List of tasks ▸
[1] Retype the stretch of the veiling glare text below from "System DR is" through "the noise more.".
[2] Answer these questions from the veiling glare text below:
(a) What does the veil add to the image?
(b) In which areas of the image does the loss of contrast mainly occur?
(c) Which application is named as having a control to reduce glare?

___ Page excerpt

System DR is negatively impacted by veiling glare, because total contrast is negatively impacted. The veil adds a certain uniform amount of signal, so that means that as a percentage the shadows will lose more of their density than the highlights gain brightness. Theoretically that could be simply solved by increasing contrast, if only the loss of contrast were uniform across the tonescale (which it isn't). So we are confronted with a loss of contrast mainly in the low exposure areas of the image which happens to be where the S/N ratio is worst already. Therefore, when we boost the contrast of the shadows more, we will also amplify the noise more.

As a general conclusion we can therefore say that a sensor with a better DR will allow to compensate for the contrast loss due to veiling glare better. It is not a coincidence that an application like HDR Expose has a control to reduce glare. An HDR image has a relatively high S/R ratio in the shadows because it is more shot-noise than read-noise limited.

______
___ Dataset content

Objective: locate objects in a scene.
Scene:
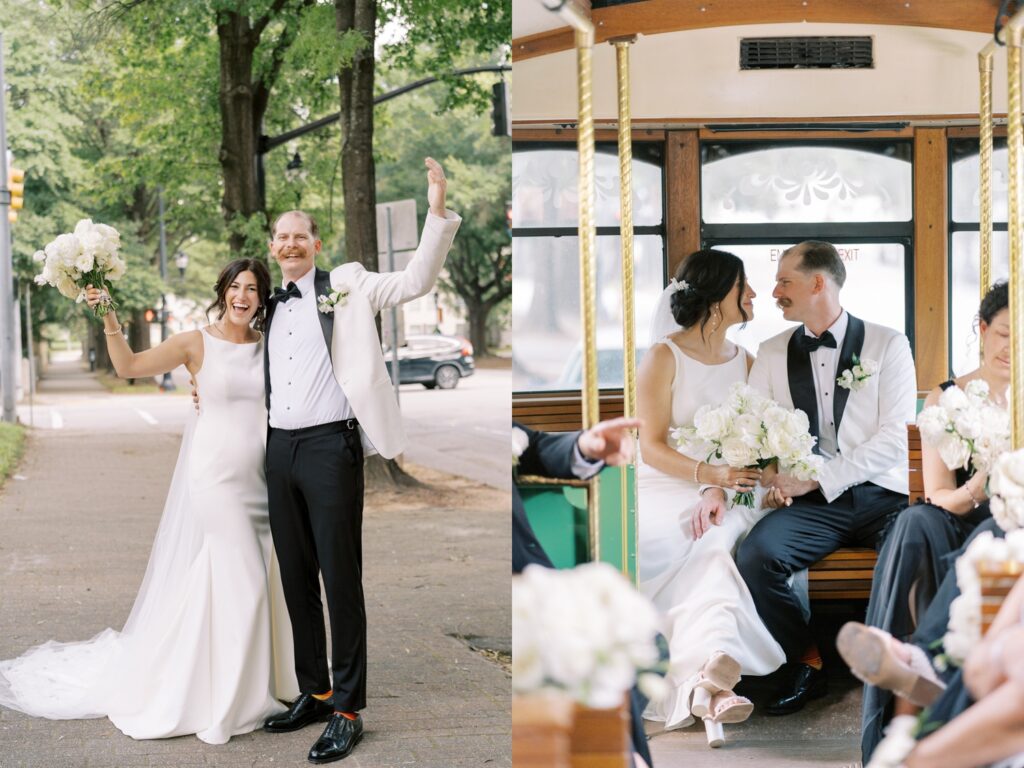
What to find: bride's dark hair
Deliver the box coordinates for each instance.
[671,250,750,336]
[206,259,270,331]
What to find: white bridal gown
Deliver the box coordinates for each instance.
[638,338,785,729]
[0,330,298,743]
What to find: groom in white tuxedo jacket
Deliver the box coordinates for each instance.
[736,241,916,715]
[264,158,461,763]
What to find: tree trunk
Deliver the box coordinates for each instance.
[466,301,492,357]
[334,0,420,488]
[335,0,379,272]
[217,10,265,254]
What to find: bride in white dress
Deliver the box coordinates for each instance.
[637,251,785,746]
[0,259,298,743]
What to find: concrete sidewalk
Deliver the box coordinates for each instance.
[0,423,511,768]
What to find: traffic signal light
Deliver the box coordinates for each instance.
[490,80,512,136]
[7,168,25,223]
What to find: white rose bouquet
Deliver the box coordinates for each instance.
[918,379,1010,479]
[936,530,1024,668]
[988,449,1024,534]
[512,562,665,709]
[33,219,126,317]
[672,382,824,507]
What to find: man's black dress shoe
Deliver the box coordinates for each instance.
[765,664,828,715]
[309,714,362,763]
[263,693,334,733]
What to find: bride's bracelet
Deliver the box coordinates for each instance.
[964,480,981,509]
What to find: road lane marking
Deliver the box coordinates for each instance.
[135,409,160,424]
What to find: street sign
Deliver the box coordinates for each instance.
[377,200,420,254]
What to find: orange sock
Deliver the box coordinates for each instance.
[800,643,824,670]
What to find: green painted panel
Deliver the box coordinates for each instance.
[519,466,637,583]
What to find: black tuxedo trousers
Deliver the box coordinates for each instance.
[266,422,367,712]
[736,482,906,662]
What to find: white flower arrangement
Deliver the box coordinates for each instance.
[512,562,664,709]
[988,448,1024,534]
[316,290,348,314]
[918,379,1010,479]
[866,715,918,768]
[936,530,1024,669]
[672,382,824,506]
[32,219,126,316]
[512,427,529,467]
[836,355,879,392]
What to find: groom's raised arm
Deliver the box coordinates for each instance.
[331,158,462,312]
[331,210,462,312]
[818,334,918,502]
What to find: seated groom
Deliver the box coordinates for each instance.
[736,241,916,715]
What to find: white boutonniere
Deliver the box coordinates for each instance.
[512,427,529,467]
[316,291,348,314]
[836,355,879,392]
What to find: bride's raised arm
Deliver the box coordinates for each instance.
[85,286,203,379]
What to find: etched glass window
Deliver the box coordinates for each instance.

______

Solved problems ▸
[1]
System DR is negatively impacted by veiling glare, because total contrast is negatively impacted. The veil adds a certain uniform amount of signal, so that means that as a percentage the shadows will lose more of their density than the highlights gain brightness. Theoretically that could be simply solved by increasing contrast, if only the loss of contrast were uniform across the tonescale (which it isn't). So we are confronted with a loss of contrast mainly in the low exposure areas of the image which happens to be where the S/N ratio is worst already. Therefore, when we boost the contrast of the shadows more, we will also amplify the noise more.

[2]
(a) A certain uniform amount of signal.
(b) Mainly in the low exposure areas, where the S/N ratio is already worst.
(c) HDR Expose.